- Work required
The lines to reproduce run from the one containing "Target: cabinet door." through the final line of the entries; write them out exactly and add nothing.

- Available data
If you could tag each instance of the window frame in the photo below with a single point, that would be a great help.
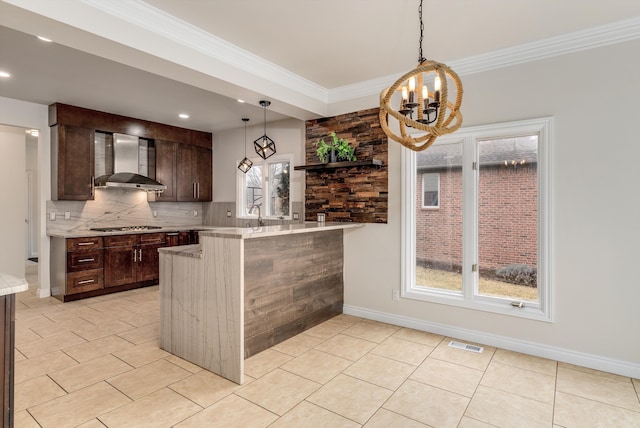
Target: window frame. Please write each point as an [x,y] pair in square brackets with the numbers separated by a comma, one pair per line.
[469,298]
[430,207]
[240,187]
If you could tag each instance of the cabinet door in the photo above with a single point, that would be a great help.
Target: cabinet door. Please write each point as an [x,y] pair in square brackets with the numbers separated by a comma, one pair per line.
[186,172]
[166,169]
[205,172]
[75,162]
[120,265]
[148,262]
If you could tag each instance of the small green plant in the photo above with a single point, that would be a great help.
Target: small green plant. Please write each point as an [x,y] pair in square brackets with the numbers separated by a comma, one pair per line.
[340,147]
[519,274]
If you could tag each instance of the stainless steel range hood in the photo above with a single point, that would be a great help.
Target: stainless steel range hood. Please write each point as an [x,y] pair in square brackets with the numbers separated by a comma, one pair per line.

- Result for this exercise
Target: cabinet door. Please write each point as an [x,y] pair in square brackets with the numbers separated by a comma, one pair per line.
[186,172]
[166,169]
[205,172]
[75,162]
[120,265]
[148,262]
If you could tag each instance of the small green plant in the photo above with a single point, that would be a great help.
Target: small green plant. Please write each point as an [x,y] pair in square brackets with the numbers separated by a comma, one pair per line.
[340,147]
[519,274]
If you could tag each instance of the stainless steel range hood in the photo above with a single point, that would be a great help.
Target: stainless steel range hood. Please write each point as an [x,y] pair in square brackets with the numbers separated by a comma, one pair per line.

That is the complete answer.